# What needs to be done
Can you reproduce the forum thread below about the PE exam's move to computer-based testing, word for word and in full?

From what I saw they were basically the same questions - Just formatted as Maryam said. I am not sure if NCEES will issue a new practice exam for the computer based exams after the last paper and pencil exam in Fall 2018.


----------



## trackerjacker (Dec 7, 2017)

Dleg said:


> My thoughts: The "old" PE exam tested you as a system - your skills plus the completeness of your reference library. I think that was a pretty useful thing, especially considering all the obscure enviro stuff that could come up on the old exam. If you, using your own references, were able to pass the exam, then I think there was pretty good assurance that you could be trusted as a PE in the public realm to be able to deal with most of what might be thrown at you.  Now with this reference manual, I don't know. I can't imagine it would be any more detailed than a simple formula and constants reference, in which case they can't test you at all on the interesting stuff, like what the most likely contaminant would be on the grounds of a widget factory, or the proper procedures in case of a chemical attack using hexamethyldeath.


This sounds right.  Does anyone know why they begin only allowing their reference manual when the test goes computer-based?  I think this is also what happened when they changed the ChE PE exam to CBT.

# Records supplied
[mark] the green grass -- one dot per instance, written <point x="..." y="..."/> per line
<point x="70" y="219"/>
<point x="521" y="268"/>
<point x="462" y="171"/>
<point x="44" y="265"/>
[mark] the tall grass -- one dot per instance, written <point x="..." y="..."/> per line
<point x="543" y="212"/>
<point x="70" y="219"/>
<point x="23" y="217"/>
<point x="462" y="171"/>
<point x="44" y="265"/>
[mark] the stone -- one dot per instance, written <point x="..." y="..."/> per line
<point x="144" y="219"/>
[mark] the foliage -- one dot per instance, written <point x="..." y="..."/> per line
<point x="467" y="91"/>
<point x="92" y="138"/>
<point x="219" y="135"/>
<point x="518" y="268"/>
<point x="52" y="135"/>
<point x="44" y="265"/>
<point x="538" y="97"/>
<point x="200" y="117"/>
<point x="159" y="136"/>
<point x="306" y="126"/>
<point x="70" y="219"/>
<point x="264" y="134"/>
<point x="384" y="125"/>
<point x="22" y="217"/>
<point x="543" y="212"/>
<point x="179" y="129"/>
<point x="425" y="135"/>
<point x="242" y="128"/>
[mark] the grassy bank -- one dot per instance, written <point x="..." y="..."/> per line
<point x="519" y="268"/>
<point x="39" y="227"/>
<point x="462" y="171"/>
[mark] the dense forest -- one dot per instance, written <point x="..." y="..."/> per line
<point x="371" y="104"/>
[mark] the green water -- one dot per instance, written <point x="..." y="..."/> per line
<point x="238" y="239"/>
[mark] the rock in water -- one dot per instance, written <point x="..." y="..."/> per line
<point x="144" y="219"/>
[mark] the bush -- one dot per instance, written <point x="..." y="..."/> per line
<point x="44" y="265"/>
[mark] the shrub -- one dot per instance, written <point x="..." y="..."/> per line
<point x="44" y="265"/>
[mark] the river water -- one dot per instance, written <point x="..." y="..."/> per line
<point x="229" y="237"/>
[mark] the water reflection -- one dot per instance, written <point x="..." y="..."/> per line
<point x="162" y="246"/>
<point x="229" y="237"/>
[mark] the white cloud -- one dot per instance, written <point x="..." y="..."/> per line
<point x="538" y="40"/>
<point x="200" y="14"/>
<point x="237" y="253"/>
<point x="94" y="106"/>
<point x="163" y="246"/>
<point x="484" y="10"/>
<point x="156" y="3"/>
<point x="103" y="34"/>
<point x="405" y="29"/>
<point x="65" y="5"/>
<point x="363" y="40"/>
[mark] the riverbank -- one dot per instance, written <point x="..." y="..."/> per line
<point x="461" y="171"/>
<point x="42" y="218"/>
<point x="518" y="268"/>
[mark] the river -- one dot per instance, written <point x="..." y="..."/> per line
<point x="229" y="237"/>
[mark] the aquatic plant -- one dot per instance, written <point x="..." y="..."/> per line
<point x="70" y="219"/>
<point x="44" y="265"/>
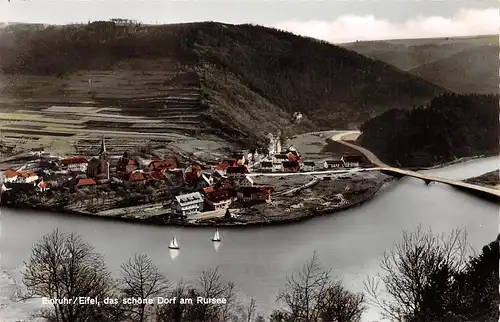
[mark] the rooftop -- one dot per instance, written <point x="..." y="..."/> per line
<point x="75" y="160"/>
<point x="240" y="169"/>
<point x="189" y="198"/>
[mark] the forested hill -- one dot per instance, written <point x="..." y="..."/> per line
<point x="450" y="127"/>
<point x="246" y="71"/>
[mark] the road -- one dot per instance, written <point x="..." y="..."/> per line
<point x="372" y="157"/>
<point x="387" y="168"/>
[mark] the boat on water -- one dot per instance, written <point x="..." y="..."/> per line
<point x="174" y="244"/>
<point x="216" y="237"/>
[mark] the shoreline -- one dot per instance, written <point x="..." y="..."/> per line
<point x="159" y="221"/>
<point x="450" y="163"/>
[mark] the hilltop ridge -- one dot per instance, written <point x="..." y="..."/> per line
<point x="237" y="82"/>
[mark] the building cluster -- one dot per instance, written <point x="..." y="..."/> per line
<point x="212" y="189"/>
<point x="218" y="188"/>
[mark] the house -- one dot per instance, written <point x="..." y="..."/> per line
<point x="225" y="183"/>
<point x="219" y="199"/>
<point x="98" y="167"/>
<point x="20" y="186"/>
<point x="137" y="177"/>
<point x="266" y="166"/>
<point x="26" y="177"/>
<point x="158" y="175"/>
<point x="42" y="186"/>
<point x="10" y="175"/>
<point x="166" y="164"/>
<point x="74" y="164"/>
<point x="85" y="182"/>
<point x="254" y="193"/>
<point x="281" y="157"/>
<point x="277" y="166"/>
<point x="207" y="190"/>
<point x="192" y="174"/>
<point x="204" y="181"/>
<point x="291" y="166"/>
<point x="239" y="156"/>
<point x="245" y="182"/>
<point x="126" y="164"/>
<point x="352" y="161"/>
<point x="188" y="205"/>
<point x="333" y="164"/>
<point x="308" y="166"/>
<point x="226" y="163"/>
<point x="236" y="173"/>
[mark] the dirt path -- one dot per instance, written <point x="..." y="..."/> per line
<point x="339" y="138"/>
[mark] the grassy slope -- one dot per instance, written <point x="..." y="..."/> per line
<point x="406" y="54"/>
<point x="461" y="64"/>
<point x="474" y="70"/>
<point x="250" y="78"/>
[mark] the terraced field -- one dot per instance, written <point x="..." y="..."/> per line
<point x="127" y="106"/>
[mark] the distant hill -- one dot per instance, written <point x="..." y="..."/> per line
<point x="235" y="81"/>
<point x="470" y="71"/>
<point x="450" y="127"/>
<point x="407" y="54"/>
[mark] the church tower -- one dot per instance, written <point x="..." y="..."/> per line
<point x="104" y="164"/>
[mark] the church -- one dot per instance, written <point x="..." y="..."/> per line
<point x="98" y="167"/>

# Reply
From what I saw they were basically the same questions - Just formatted as Maryam said. I am not sure if NCEES will issue a new practice exam for the computer based exams after the last paper and pencil exam in Fall 2018.


----------



## trackerjacker (Dec 7, 2017)

Dleg said:


> My thoughts: The "old" PE exam tested you as a system - your skills plus the completeness of your reference library. I think that was a pretty useful thing, especially considering all the obscure enviro stuff that could come up on the old exam. If you, using your own references, were able to pass the exam, then I think there was pretty good assurance that you could be trusted as a PE in the public realm to be able to deal with most of what might be thrown at you.  Now with this reference manual, I don't know. I can't imagine it would be any more detailed than a simple formula and constants reference, in which case they can't test you at all on the interesting stuff, like what the most likely contaminant would be on the grounds of a widget factory, or the proper procedures in case of a chemical attack using hexamethyldeath.


This sounds right.  Does anyone know why they begin only allowing their reference manual when the test goes computer-based?  I think this is also what happened when they changed the ChE PE exam to CBT.